EXERCISE BRIEF
A single number is all that's needed: how many lines in the data contain the string "stained".

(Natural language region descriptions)
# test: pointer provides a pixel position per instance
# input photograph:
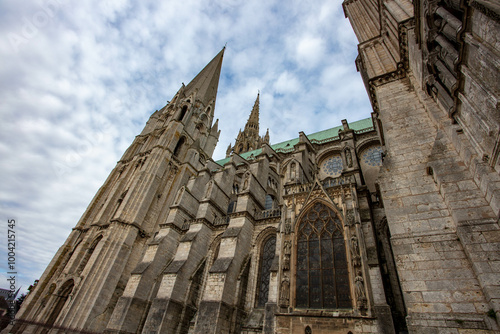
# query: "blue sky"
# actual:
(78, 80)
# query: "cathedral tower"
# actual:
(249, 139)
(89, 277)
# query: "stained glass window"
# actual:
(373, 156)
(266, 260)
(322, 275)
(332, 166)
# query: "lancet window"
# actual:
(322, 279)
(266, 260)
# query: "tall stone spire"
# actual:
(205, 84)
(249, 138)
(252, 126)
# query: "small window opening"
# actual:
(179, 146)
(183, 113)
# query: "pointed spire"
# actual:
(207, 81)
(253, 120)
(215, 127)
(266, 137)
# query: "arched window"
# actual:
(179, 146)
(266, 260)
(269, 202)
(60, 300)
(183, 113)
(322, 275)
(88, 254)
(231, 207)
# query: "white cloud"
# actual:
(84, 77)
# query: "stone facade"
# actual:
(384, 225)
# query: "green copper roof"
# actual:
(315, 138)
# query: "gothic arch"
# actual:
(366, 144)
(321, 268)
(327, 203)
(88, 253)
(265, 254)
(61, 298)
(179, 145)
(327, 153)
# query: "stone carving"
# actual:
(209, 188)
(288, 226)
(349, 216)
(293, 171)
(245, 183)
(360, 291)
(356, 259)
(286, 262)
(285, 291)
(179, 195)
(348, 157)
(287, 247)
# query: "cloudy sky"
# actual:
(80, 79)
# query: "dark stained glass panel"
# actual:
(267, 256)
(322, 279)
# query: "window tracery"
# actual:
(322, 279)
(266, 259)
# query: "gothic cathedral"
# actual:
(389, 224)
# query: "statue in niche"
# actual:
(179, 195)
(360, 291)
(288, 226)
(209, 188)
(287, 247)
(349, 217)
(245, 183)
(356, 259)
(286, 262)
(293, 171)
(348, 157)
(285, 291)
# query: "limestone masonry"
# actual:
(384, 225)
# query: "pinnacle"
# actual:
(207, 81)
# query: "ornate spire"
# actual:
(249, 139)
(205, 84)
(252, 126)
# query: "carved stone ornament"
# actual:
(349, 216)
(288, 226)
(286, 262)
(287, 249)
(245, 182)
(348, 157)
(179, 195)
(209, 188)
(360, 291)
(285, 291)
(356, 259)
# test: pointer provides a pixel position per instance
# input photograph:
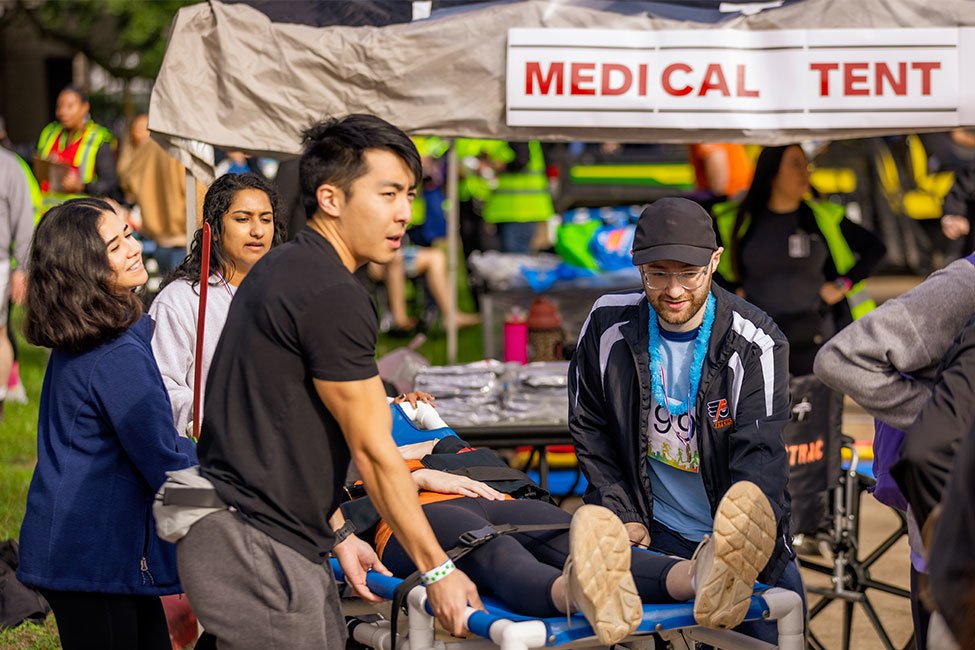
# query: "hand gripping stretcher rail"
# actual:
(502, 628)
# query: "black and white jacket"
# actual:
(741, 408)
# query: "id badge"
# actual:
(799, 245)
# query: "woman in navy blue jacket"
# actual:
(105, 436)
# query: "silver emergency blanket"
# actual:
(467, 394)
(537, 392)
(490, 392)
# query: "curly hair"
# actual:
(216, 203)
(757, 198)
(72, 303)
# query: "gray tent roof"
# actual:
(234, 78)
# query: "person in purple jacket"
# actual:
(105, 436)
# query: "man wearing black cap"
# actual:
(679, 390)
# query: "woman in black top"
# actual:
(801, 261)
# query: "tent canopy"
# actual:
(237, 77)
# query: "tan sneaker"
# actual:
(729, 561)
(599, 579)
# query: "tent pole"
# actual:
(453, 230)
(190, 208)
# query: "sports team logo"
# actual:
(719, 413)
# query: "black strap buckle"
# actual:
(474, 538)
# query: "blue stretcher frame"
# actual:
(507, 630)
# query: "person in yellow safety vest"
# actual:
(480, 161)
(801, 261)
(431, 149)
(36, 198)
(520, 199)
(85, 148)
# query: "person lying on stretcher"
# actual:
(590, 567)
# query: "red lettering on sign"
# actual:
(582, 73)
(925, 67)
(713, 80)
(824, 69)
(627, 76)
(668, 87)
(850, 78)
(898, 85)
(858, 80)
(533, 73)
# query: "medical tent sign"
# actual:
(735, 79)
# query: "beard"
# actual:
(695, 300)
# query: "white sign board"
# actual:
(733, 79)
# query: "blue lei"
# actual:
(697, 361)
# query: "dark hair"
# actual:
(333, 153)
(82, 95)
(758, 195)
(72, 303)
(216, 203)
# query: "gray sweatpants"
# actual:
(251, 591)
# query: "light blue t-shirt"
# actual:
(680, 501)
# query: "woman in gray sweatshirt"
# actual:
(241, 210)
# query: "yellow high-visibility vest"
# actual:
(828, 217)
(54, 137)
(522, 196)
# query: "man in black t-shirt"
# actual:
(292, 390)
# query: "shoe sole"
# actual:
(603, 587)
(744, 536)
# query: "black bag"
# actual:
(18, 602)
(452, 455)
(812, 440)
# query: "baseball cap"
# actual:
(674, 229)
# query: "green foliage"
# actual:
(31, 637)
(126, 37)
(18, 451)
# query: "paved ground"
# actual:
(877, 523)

...

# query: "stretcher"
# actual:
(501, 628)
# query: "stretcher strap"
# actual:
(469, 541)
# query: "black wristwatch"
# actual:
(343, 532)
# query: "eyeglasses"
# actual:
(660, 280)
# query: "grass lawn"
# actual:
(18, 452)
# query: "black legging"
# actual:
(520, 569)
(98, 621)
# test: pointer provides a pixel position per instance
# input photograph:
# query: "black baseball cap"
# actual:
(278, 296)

ANSWER TO THE PROBLEM
2